• [TEXT SECTION]:
--- --- ---
Top |
NcmStatsDistNcmStatsDist — Abstract class for implementing N-dimensional probability distributions. |
NcmStatsDistCV | CV-type | Read / Write / Construct |
guint | N | Read |
NcmStatsDistKernel * | kernel | Read / Write / Construct Only |
double | over-smooth | Read / Write / Construct |
gboolean | print-fit | Read / Write / Construct |
double | split-frac | Read / Write / Construct |
gboolean | use-threads | Read / Write / Construct |
#define | NCM_TYPE_STATS_DIST |
struct | NcmStatsDistClass |
enum | NcmStatsDistCV |
NcmStatsDist |
Abstract class to reconstruct an arbitrary N-dimensional probability distribution. This class provides the tools to perform a radial basis interpolation in a multidimensional function using a radial basis function and then generates a new sample using the interpolation function as the kernel. This method generates a sample that is distributed by the original distribution, but in a more simple way since the used kernels are easier to sample from. For more information about radial basis interpolation, check [Radial Basis Function Interpolation, Wilna du Toit]. A brief description of the radial basis interpolation method can be found below.
Given a d-simensional function $g(x): \mathbf{R}^d \rightarrow \mathbf{R}$, a radial basis function $\phi(x, \Sigma)$ is used such that \begin{align} \label{Interpolation_eq} s(x) = \sum_i^n \lambda_i \phi(|x-x_i|, \Sigma_i), \quad x~ \in~ \mathbf{R} . \end{align} The variables $\lambda_i$ represent the weights and are found such that \begin{align} \label{eqnnls1} s(x_i) = g(x_i) , \end{align} being $x_i$ the sample points. The values generated by $\phi(|x-x_i|, \Sigma_i)$ are displayed in a symmetric $n \times n$ matrix $\Phi$. This function depends on the norm of the points and on the covariance matrix $\Sigma$ associated with each point. The weights $\lambda_i$ are also organised in a matrix representation such that equation \eqref{eqnnls1} becomes \begin{align} \label{eqnnls} G = \lambda \times \Phi ,\end{align} where $G$ is a matrix containing all the function values $g(xi)$. Once the Lambda matrix is found, one may use $s(x)$ to sample values from $g(x)$, which is easier to do since $s(x)$ is a polynomial function.
--- --- ---
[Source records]

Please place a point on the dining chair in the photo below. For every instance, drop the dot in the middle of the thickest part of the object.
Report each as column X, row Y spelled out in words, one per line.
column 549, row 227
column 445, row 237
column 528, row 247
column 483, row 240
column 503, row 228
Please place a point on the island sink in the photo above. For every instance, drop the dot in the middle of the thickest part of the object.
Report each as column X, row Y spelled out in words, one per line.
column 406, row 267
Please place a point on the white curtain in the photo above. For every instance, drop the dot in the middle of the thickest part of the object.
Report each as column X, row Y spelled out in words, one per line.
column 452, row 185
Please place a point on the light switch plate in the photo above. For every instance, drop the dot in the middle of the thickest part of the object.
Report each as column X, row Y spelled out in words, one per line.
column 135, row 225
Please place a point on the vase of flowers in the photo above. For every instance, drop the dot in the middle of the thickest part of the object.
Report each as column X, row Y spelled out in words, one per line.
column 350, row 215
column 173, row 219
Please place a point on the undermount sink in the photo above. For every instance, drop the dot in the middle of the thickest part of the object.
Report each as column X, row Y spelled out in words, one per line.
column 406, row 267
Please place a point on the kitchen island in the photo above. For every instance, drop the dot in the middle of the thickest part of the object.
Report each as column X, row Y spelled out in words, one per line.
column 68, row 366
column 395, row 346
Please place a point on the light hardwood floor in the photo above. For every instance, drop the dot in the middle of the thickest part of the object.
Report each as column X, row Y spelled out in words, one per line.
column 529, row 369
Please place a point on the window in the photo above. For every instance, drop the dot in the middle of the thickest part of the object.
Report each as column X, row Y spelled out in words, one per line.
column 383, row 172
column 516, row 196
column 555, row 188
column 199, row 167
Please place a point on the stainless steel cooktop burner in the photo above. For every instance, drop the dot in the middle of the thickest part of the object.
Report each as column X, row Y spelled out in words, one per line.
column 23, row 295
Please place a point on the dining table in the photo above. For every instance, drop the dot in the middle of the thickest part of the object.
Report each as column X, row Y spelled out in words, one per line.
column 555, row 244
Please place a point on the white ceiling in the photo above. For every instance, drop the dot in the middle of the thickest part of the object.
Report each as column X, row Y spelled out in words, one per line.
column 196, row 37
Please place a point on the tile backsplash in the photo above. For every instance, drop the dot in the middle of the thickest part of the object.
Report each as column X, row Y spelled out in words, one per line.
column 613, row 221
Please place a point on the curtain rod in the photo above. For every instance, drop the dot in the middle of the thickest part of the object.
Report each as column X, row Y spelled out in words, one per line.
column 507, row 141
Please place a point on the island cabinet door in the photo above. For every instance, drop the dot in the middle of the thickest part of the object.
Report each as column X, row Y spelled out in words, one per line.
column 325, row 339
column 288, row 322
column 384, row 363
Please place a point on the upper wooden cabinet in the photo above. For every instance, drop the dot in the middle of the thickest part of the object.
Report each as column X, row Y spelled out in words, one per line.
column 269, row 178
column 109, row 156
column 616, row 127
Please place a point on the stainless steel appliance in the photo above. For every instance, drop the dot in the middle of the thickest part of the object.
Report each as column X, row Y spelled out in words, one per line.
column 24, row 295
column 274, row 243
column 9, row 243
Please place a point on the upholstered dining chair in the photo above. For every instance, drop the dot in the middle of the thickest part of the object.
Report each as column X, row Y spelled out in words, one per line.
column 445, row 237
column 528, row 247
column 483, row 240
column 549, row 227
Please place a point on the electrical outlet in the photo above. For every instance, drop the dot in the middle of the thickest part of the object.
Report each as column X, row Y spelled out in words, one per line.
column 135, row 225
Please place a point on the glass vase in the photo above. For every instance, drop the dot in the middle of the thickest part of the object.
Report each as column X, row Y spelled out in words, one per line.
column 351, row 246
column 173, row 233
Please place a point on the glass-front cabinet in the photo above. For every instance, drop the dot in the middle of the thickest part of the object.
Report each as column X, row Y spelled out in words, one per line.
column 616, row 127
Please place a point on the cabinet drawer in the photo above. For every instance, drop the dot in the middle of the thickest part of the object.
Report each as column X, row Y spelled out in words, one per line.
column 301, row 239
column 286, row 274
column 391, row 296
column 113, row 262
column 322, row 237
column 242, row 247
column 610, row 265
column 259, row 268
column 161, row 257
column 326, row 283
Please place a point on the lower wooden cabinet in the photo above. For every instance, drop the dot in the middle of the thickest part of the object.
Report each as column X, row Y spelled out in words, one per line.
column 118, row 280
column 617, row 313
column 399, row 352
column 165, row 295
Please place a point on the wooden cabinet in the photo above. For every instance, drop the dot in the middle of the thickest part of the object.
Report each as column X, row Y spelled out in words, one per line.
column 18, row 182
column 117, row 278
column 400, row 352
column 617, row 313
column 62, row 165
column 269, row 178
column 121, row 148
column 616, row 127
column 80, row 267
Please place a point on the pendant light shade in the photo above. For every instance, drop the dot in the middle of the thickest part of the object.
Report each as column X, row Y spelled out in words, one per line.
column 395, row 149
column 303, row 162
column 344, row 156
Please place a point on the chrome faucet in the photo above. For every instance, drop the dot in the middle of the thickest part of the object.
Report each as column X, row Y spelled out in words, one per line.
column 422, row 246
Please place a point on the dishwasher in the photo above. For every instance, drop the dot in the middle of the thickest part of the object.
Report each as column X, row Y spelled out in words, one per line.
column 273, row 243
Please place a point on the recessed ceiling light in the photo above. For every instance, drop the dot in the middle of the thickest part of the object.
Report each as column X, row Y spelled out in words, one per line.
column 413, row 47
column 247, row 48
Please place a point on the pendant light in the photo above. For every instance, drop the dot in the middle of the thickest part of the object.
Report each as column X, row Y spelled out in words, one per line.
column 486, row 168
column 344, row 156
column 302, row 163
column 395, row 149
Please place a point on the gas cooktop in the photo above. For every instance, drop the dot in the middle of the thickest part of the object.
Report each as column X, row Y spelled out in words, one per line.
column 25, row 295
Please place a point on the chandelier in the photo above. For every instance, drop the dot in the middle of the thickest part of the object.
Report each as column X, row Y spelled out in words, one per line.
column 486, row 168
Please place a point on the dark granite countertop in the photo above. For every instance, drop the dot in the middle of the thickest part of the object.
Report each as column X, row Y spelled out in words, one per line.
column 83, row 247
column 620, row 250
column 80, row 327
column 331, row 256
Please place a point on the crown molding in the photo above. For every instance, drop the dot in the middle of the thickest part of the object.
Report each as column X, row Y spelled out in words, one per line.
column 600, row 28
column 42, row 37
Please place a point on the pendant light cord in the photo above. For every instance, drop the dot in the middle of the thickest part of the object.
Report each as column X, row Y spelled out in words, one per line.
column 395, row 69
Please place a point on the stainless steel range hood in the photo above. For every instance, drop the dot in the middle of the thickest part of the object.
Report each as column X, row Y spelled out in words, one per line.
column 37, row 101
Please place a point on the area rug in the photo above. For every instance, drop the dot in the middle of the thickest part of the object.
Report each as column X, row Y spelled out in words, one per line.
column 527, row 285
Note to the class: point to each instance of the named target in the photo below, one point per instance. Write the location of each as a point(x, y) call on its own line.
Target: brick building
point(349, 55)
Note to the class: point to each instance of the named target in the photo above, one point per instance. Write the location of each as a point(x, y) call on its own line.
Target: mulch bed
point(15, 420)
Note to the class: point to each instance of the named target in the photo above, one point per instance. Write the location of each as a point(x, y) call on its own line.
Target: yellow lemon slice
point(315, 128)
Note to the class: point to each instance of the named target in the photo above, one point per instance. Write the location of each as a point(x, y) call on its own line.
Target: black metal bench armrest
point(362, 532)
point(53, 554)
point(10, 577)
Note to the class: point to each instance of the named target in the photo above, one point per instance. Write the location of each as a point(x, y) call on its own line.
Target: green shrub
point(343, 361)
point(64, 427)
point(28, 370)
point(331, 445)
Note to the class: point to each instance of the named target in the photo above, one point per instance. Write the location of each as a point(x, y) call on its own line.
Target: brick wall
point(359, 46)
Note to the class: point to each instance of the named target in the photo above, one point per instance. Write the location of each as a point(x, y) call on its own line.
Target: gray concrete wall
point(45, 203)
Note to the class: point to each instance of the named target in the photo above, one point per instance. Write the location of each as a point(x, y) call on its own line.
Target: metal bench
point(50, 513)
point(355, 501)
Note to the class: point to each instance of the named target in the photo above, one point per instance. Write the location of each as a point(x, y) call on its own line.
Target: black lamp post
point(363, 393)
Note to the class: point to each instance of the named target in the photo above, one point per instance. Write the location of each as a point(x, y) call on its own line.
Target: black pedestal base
--- --- ---
• [EXERCISES]:
A - Answer these questions using the NcmStatsDist documentation:
(i) What type does the "kernel" property have, and what access does it allow?
(ii) What do the variables $\lambda_i$ represent?
(iii) What kind of matrix holds the values generated by $\phi(|x-x_i|, \Sigma_i)$?
B - In one to three sentences, use the NcmStatsDist documentation to explain why the method is said to produce its sample in a simpler way.
C - Pick up the NcmStatsDist documentation where it stops and continue it.

• [RESPONSES FOR EACH TASK]:
A -
(i) NcmStatsDistKernel *, with Read / Write / Construct Only access.
(ii) The weights.
(iii) A symmetric $n \times n$ matrix $\Phi$.

B - The new sample follows the original distribution, but it is made using the interpolation function as the kernel. The kernels used are easier to sample from. Also, sampling with $s(x)$ is easier because $s(x)$ is a polynomial function.

C -
We want $s(x)$ to be a probability distribution so we can sample from it. Therefore the Lambda matrix containing the weights is seen as the probability density and it must be minimized such that its values are always positive and sum up to one. To solve equation this problem, this algorithm has the tools to solve equation \eqref{eqnnls} for $\lambda$, which is a least-squares problem, using the NNLS method, which can be found in nnls.c file. Thus, the algorithm can randomly choose a kernel $\phi(|x-x_i|, \Sigma_i)$ associated to a probability contained in $\lambda$ and sample a point from it.
In this object, the radial basis interpolation function is not completely defined. One must choose one of the instances of the class, the NcmStatsDistKernelST object or the NcmStatsDistKernelGauss object, which uses a multivariate Student's t function and a Gaussian function as the kernel. After initializing the desired object for the interpolation function, one may use the methods of this file to generate the interpolation and to sample from the new interpolated function.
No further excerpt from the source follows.